-- Task prompt --
Reproduce the listing from the line containing "negative clicks: (103, 22)" through the end of the listing, switching "positive clicks" to "foreground clicks" and keeping everything else unchanged. Leave the pictures out of your answer.

[Extracted records]
[Start of Attachment]

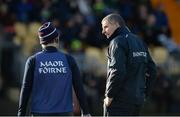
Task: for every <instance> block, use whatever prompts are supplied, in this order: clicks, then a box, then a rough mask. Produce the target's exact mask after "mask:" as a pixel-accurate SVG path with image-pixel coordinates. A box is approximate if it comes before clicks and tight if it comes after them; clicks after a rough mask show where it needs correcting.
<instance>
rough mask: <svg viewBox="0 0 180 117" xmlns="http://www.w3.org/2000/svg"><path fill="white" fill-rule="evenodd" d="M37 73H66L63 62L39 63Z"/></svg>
mask: <svg viewBox="0 0 180 117" xmlns="http://www.w3.org/2000/svg"><path fill="white" fill-rule="evenodd" d="M39 73H40V74H46V73H52V74H53V73H54V74H55V73H67V67H66V66H64V63H63V61H40V66H39Z"/></svg>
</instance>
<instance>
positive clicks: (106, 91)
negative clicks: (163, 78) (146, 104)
mask: <svg viewBox="0 0 180 117" xmlns="http://www.w3.org/2000/svg"><path fill="white" fill-rule="evenodd" d="M101 24H102V33H103V34H104V35H105V36H106V37H107V39H108V40H110V44H109V47H108V52H107V58H108V64H107V83H106V90H105V99H104V116H121V115H139V114H140V109H141V107H142V105H143V103H144V100H145V99H146V98H147V96H148V95H149V94H150V92H151V90H152V86H153V83H154V81H155V79H156V65H155V63H154V62H153V60H152V58H151V56H150V54H149V52H148V48H147V46H146V45H145V43H144V42H143V41H142V39H140V38H139V37H138V36H137V35H135V34H133V33H131V32H130V31H129V29H128V28H127V27H126V24H125V21H124V20H123V18H122V17H121V16H120V15H119V14H114V13H113V14H109V15H107V16H106V17H104V18H103V20H102V22H101Z"/></svg>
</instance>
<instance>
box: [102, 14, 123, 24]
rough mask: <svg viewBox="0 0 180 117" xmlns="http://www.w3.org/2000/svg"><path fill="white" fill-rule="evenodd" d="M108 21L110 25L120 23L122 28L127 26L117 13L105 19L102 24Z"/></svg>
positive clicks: (122, 18) (119, 15) (111, 15)
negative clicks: (103, 22)
mask: <svg viewBox="0 0 180 117" xmlns="http://www.w3.org/2000/svg"><path fill="white" fill-rule="evenodd" d="M105 20H107V21H108V22H109V23H110V24H114V23H118V24H119V25H120V26H125V25H126V24H125V21H124V19H123V18H122V17H121V16H120V15H119V14H117V13H112V14H109V15H107V16H106V17H104V18H103V20H102V22H103V21H105Z"/></svg>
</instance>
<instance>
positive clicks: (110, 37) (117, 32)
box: [109, 26, 130, 40]
mask: <svg viewBox="0 0 180 117" xmlns="http://www.w3.org/2000/svg"><path fill="white" fill-rule="evenodd" d="M128 33H130V30H129V28H128V27H127V26H121V27H119V28H117V29H116V30H115V31H114V33H113V34H112V35H111V37H110V38H109V39H110V40H112V39H113V38H115V37H116V36H118V35H126V34H128Z"/></svg>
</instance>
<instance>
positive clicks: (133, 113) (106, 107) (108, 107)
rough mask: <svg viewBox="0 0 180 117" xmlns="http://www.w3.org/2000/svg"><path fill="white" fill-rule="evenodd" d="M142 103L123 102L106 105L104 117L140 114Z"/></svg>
mask: <svg viewBox="0 0 180 117" xmlns="http://www.w3.org/2000/svg"><path fill="white" fill-rule="evenodd" d="M140 110H141V105H136V104H128V103H124V102H121V103H119V102H118V104H111V105H110V106H109V107H106V106H105V105H104V113H103V115H104V117H108V116H139V114H140Z"/></svg>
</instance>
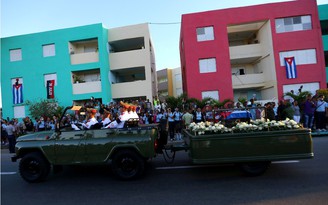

[End of Attachment]

-- Your response --
negative clicks: (103, 22)
mask: <svg viewBox="0 0 180 117" xmlns="http://www.w3.org/2000/svg"><path fill="white" fill-rule="evenodd" d="M105 20H107V21H108V22H109V23H110V24H114V23H118V24H119V25H120V26H125V25H126V24H125V21H124V19H123V18H122V17H121V16H120V15H119V14H117V13H112V14H109V15H107V16H106V17H104V18H103V20H102V22H103V21H105Z"/></svg>
</instance>
<instance>
foreground clicks: (110, 37) (117, 32)
box: [109, 26, 130, 40]
mask: <svg viewBox="0 0 180 117" xmlns="http://www.w3.org/2000/svg"><path fill="white" fill-rule="evenodd" d="M128 33H130V30H129V28H128V27H127V26H121V27H119V28H117V29H116V30H115V31H114V33H113V34H112V35H111V37H110V38H109V39H110V40H112V39H113V38H115V37H116V36H118V35H126V34H128Z"/></svg>
</instance>
<instance>
foreground clicks: (133, 113) (106, 107) (108, 107)
rough mask: <svg viewBox="0 0 180 117" xmlns="http://www.w3.org/2000/svg"><path fill="white" fill-rule="evenodd" d="M142 103L123 102L106 105L104 117L140 114Z"/></svg>
mask: <svg viewBox="0 0 180 117" xmlns="http://www.w3.org/2000/svg"><path fill="white" fill-rule="evenodd" d="M140 110H141V105H136V104H128V103H124V102H121V103H119V102H118V104H111V105H110V106H109V107H106V106H105V105H104V113H103V115H104V117H108V116H139V114H140Z"/></svg>
</instance>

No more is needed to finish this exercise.